**** Record excerpts

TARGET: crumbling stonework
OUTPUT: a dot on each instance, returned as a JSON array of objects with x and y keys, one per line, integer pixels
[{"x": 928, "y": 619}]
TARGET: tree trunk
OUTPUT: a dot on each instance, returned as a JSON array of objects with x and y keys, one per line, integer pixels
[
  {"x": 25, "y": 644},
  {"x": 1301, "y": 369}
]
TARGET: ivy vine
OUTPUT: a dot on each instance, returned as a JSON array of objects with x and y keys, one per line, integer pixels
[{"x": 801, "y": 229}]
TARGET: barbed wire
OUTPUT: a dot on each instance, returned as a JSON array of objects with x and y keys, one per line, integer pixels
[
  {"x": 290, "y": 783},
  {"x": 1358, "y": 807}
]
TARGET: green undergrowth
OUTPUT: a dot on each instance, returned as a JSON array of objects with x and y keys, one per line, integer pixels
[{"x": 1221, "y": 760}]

********

**What you should do**
Set down the entries again without any change, starting at the line that contains "TARGET: tree trunk" and continuing through the final line of the entries, with both of those lines included.

**Finished task**
TARGET: tree trunk
OUTPUT: a dot on each instance, returned as a JSON array of objects with x and y keys, one per line, integer pixels
[
  {"x": 25, "y": 644},
  {"x": 1301, "y": 369}
]
TARGET: ivy vine
OUTPUT: a dot on each instance, returned as a JSON array of objects with x and y keys, one per line, integer pixels
[{"x": 801, "y": 229}]
TARGET: barbed wire
OUTPUT: a dot on each instance, returned as a JSON array of objects with x and y keys, one per line, integer pixels
[
  {"x": 290, "y": 783},
  {"x": 1358, "y": 807}
]
TARGET: green undergrowth
OUTPUT: a dot on each instance, returned as a JSON array of objects with x and y keys, one per line, integer pixels
[{"x": 1221, "y": 760}]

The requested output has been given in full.